- _Description of the task_: Please rewrite the records that begin at the line containing "TARGET: overcast grey sky" and end after the line containing "(1019, 633)", changing "storm" to "rain" and leaving everything else untouched.

- _Records to process_:
-- -- --
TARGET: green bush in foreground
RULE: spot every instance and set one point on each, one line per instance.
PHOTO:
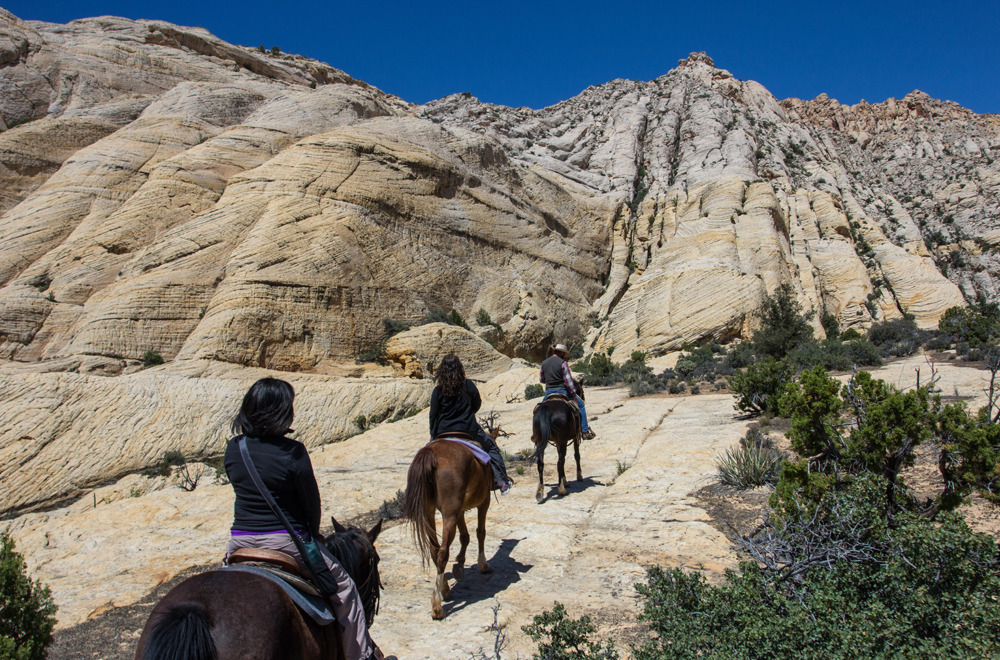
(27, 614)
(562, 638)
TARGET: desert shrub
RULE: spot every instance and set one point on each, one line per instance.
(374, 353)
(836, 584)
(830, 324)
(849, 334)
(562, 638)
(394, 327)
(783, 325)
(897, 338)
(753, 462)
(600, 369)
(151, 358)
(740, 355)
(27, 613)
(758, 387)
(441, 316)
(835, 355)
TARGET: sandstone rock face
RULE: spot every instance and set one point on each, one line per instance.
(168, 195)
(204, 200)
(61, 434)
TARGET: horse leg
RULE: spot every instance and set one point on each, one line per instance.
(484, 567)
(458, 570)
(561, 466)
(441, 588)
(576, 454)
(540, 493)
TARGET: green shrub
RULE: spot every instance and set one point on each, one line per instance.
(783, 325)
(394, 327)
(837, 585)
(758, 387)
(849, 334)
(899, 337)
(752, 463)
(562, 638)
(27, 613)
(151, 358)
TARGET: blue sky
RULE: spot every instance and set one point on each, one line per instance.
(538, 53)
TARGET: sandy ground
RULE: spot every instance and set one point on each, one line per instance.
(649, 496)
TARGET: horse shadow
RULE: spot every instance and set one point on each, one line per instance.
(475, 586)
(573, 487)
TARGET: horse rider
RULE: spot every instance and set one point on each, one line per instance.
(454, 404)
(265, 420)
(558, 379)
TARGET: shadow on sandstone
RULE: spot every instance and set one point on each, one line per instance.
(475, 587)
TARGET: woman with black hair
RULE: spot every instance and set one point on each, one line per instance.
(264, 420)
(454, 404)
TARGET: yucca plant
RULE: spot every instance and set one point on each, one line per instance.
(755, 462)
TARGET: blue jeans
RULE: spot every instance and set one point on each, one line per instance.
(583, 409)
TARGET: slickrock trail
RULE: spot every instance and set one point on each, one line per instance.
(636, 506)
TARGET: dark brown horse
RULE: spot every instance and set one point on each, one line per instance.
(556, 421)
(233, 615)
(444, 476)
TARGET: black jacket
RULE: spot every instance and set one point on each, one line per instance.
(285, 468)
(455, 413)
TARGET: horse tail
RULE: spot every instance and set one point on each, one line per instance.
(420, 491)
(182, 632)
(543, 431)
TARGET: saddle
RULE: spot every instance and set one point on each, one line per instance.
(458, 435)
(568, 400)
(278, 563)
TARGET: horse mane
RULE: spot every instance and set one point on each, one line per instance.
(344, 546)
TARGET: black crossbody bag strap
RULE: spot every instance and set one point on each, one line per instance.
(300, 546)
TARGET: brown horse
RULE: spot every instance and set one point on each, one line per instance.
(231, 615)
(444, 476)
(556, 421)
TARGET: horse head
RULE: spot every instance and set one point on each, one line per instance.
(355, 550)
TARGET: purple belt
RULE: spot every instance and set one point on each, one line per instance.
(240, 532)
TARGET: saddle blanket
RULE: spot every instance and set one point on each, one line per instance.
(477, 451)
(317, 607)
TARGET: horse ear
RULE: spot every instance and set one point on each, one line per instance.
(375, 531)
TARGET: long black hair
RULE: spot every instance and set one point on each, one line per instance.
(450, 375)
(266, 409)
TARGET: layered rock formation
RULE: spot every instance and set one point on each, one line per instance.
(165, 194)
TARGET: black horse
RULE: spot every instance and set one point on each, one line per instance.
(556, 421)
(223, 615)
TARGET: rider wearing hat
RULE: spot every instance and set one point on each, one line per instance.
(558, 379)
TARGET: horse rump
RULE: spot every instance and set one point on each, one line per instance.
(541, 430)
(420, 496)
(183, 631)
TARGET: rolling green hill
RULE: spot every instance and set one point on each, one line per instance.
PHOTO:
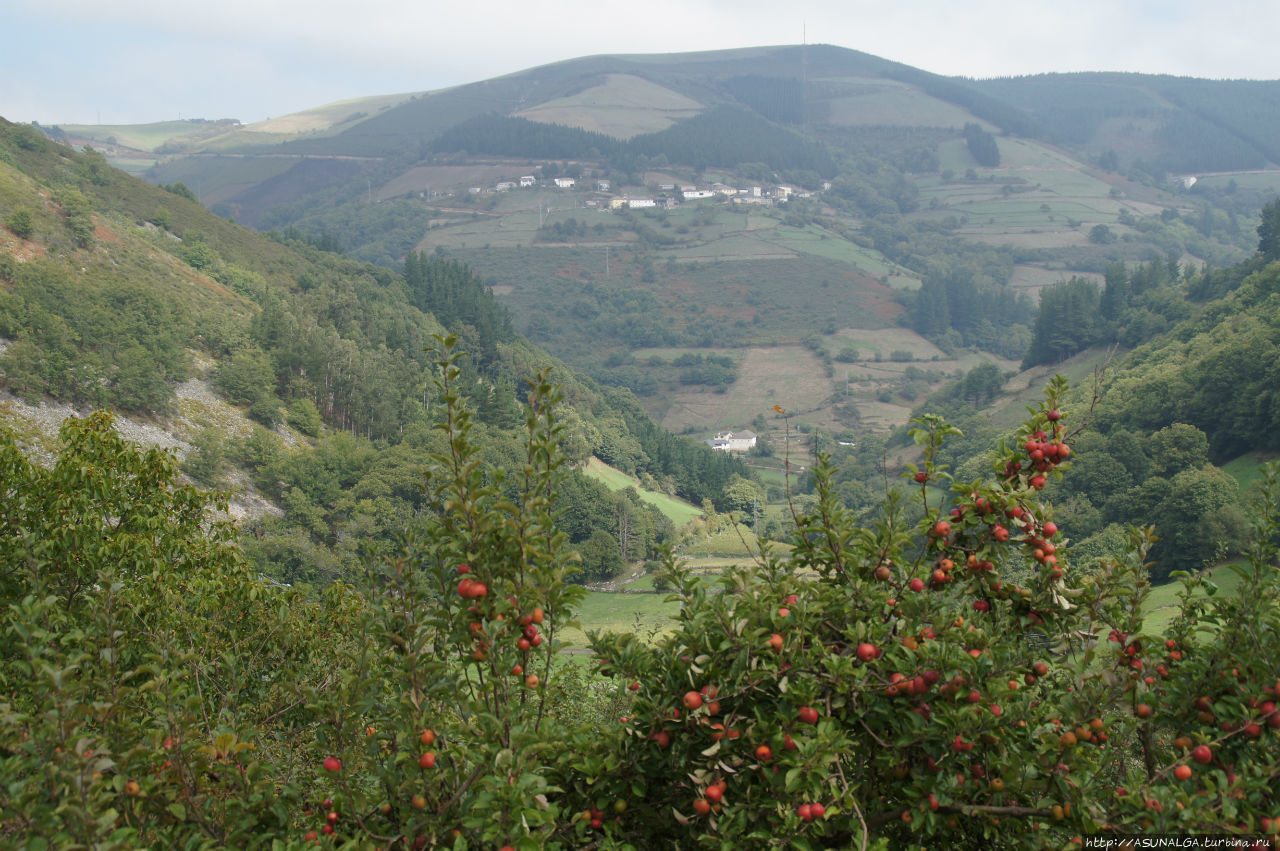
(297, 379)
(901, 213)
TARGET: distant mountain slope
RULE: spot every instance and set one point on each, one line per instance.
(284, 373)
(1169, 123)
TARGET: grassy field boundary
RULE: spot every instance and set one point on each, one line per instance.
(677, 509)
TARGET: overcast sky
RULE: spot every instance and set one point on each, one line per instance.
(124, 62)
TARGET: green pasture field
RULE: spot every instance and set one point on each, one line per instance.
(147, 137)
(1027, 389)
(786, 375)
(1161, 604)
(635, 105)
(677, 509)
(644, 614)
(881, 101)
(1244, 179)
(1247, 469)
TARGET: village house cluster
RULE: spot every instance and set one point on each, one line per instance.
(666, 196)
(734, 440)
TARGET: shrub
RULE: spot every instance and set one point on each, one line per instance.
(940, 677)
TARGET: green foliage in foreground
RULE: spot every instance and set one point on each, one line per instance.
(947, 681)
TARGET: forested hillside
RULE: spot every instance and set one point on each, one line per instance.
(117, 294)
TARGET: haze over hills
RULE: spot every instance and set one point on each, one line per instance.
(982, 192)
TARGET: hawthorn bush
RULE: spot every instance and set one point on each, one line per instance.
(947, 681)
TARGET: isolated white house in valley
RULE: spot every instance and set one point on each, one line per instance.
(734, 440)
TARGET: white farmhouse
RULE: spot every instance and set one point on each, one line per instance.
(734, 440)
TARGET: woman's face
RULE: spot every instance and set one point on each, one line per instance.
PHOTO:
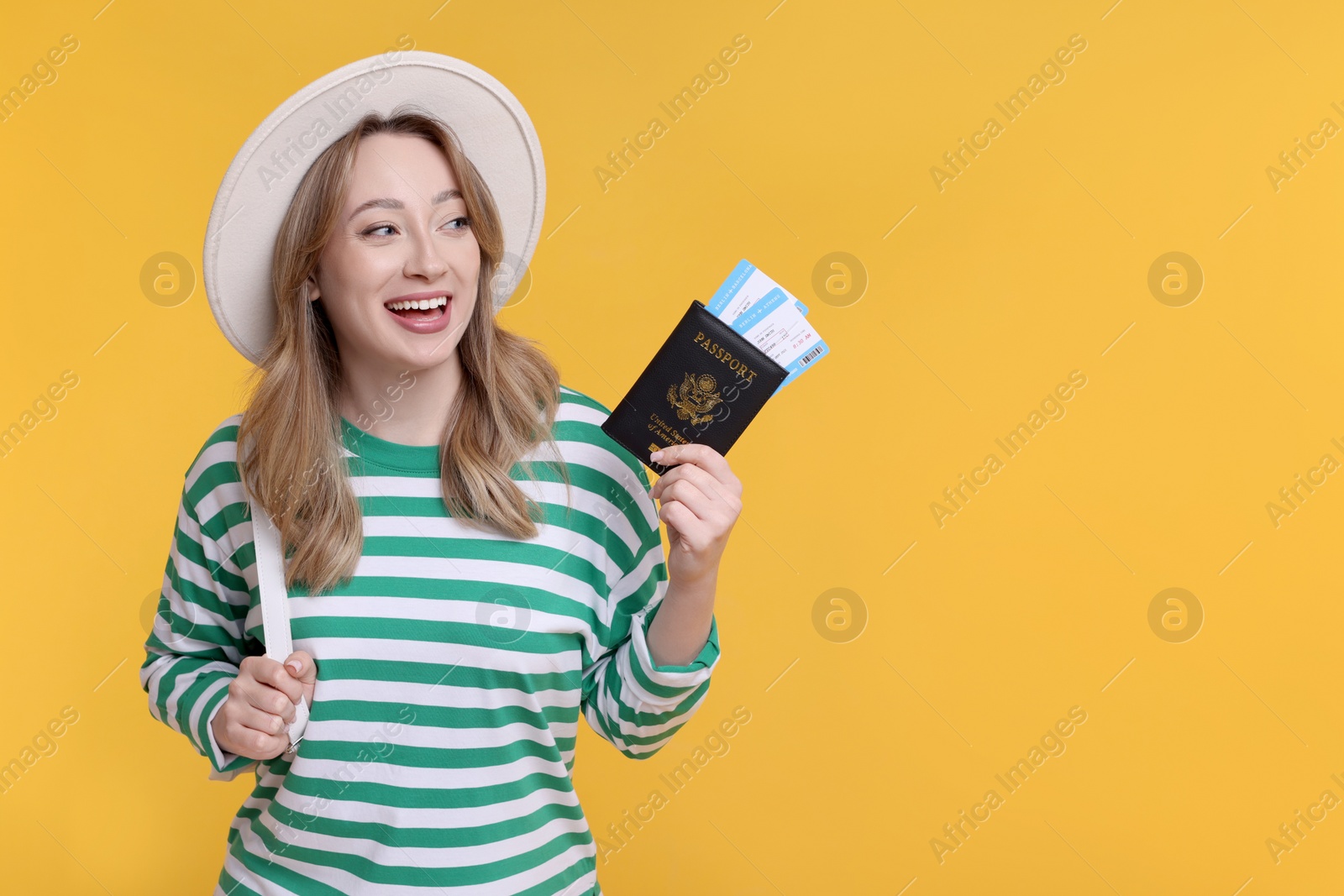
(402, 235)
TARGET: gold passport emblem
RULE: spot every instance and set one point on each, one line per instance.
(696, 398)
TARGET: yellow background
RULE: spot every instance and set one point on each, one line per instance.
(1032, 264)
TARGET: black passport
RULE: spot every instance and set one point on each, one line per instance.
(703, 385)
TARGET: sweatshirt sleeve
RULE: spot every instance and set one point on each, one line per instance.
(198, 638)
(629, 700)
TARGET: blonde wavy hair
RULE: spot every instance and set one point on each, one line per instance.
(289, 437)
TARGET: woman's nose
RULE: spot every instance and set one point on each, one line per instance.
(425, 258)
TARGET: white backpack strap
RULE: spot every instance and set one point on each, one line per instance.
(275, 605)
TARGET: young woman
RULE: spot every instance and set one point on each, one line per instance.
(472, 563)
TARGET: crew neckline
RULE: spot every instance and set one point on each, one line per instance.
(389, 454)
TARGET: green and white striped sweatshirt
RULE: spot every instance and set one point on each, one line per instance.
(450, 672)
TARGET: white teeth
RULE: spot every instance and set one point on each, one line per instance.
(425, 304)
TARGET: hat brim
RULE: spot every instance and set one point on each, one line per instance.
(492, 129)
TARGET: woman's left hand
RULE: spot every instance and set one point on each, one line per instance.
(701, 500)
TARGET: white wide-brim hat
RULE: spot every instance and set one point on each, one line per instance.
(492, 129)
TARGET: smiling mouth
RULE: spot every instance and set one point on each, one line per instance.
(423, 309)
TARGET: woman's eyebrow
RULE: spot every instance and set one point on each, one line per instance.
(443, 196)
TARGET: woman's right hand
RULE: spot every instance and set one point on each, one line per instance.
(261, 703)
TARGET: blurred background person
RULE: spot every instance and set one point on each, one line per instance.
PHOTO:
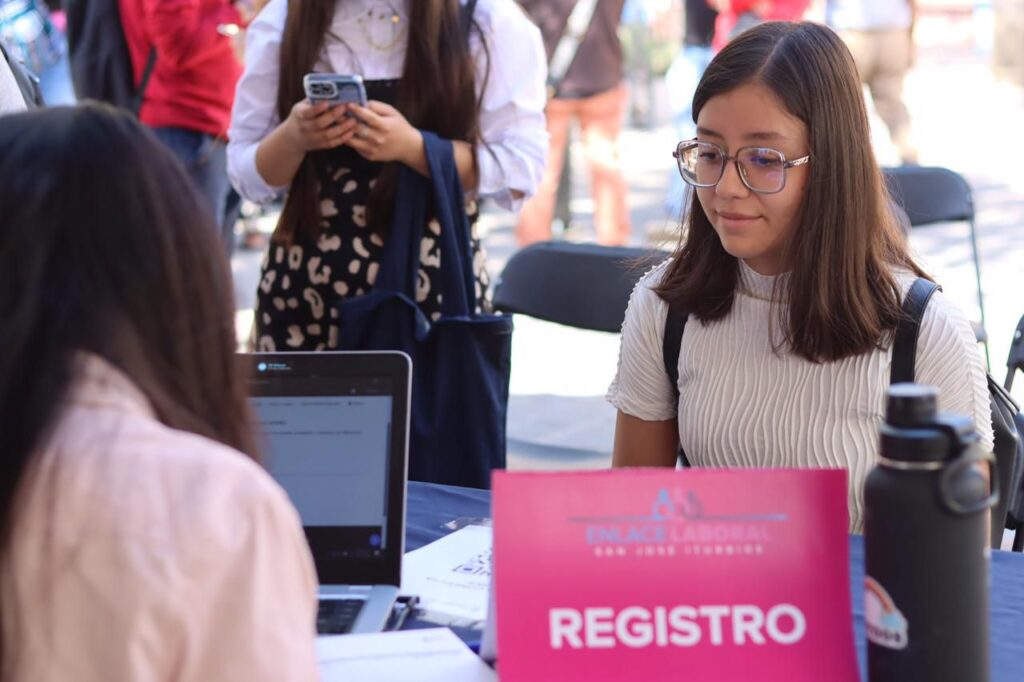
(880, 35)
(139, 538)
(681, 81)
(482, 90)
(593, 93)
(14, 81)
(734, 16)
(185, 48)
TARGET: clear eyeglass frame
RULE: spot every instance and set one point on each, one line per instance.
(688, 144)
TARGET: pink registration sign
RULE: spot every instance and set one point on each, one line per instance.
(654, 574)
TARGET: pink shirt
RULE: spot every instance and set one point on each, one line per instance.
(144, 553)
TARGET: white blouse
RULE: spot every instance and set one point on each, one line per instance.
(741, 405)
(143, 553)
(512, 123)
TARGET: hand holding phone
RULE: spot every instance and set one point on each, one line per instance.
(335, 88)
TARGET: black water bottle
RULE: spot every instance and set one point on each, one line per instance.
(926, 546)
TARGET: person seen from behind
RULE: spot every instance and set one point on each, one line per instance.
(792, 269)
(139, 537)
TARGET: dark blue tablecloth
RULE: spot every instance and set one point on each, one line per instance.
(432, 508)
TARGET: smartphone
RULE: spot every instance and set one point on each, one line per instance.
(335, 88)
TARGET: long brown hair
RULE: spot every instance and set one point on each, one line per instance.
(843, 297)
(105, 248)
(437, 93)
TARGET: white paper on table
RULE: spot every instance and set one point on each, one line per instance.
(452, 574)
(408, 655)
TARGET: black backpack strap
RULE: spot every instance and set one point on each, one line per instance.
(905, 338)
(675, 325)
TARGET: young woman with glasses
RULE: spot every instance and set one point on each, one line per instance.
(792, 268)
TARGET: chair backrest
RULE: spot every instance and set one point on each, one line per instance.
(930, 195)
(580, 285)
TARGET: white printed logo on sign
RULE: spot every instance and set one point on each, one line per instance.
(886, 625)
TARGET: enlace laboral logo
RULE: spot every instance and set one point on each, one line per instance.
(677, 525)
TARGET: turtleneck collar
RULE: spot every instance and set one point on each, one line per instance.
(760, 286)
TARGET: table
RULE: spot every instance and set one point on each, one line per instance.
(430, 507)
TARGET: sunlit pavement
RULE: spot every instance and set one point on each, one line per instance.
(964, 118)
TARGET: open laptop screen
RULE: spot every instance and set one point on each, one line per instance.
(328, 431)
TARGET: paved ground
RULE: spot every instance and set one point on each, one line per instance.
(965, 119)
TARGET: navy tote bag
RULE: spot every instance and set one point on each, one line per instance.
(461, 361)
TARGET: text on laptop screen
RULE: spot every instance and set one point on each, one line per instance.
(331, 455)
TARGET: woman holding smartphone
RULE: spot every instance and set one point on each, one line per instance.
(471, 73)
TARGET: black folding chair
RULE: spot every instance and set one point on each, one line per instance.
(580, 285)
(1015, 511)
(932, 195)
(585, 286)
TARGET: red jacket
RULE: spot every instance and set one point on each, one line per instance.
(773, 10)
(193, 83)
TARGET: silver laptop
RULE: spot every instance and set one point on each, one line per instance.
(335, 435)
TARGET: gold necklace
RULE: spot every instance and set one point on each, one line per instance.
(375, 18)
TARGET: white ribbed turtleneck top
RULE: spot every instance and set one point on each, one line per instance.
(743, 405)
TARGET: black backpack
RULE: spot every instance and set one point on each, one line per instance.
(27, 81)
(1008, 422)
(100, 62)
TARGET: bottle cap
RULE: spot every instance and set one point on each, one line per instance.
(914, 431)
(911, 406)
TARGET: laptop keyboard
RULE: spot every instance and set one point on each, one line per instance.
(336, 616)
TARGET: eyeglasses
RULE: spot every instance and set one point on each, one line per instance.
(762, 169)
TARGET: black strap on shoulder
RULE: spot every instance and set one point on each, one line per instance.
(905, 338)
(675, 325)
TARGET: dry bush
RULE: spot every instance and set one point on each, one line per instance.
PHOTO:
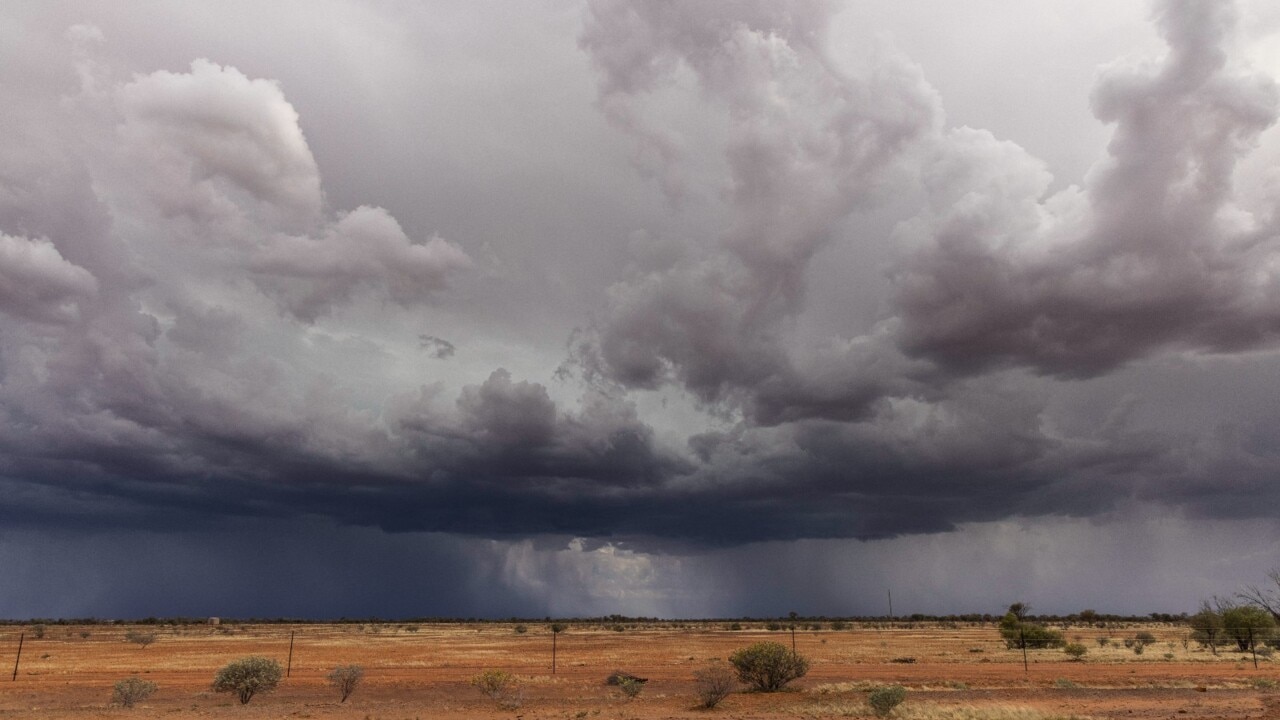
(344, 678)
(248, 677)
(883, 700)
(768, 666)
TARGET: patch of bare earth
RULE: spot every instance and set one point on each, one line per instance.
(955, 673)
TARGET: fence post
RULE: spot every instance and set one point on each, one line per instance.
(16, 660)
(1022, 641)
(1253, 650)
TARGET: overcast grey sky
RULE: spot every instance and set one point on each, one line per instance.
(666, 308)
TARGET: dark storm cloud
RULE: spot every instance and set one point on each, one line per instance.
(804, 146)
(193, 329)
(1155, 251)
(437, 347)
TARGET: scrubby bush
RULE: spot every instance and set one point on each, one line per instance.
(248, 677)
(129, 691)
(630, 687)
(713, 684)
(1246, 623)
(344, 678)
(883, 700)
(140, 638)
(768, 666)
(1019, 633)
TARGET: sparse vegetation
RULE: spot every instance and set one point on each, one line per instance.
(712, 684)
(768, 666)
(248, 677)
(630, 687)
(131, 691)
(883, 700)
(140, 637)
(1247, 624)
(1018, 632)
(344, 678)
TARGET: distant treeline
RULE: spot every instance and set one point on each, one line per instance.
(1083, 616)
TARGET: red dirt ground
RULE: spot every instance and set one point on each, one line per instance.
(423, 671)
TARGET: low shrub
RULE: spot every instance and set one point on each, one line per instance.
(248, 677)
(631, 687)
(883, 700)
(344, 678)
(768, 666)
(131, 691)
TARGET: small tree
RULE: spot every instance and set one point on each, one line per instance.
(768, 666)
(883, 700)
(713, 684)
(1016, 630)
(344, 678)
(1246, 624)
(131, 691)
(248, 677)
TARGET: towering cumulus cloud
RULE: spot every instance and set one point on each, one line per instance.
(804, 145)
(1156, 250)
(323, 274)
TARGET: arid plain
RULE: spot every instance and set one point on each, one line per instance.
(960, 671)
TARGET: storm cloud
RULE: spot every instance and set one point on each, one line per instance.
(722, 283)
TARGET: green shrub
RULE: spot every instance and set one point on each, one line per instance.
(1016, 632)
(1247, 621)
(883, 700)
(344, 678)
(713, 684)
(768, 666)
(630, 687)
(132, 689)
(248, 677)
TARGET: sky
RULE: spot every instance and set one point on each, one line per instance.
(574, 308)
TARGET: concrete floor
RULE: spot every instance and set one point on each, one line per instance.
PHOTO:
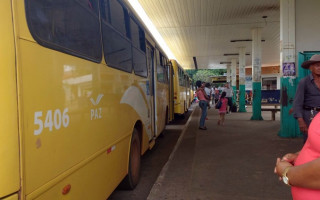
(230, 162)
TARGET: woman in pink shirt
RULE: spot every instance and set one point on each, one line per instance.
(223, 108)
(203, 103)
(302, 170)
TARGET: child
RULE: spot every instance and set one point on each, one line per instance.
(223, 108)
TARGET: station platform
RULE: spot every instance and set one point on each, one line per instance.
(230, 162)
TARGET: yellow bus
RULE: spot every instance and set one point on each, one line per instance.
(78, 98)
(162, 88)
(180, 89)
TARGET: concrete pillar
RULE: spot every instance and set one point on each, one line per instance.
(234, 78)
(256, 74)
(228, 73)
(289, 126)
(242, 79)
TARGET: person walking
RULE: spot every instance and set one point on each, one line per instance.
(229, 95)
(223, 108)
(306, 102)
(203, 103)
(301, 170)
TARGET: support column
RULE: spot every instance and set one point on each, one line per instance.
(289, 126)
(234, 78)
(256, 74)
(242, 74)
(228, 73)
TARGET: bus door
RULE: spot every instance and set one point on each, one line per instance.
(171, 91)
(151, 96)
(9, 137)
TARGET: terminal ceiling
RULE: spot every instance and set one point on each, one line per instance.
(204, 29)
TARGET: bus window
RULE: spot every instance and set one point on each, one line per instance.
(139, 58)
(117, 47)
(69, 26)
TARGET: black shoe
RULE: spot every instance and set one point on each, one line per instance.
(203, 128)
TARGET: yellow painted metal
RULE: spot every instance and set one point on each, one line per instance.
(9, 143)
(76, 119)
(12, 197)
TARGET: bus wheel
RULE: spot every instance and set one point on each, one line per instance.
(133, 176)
-- -- --
- _Completed exercise_:
TARGET: overcast grey sky
RULE: spot every instance and set one point on each, one line per instance.
(666, 308)
TARGET: dark rain cloud
RULE: spot every instance and set one point on each, one line per instance.
(804, 146)
(193, 329)
(1155, 251)
(437, 347)
TARGET: scrubby bush
RULE: spot every instance and set one point on each, one line per instance.
(248, 677)
(129, 691)
(630, 687)
(713, 684)
(1246, 623)
(344, 678)
(883, 700)
(140, 638)
(768, 666)
(1019, 633)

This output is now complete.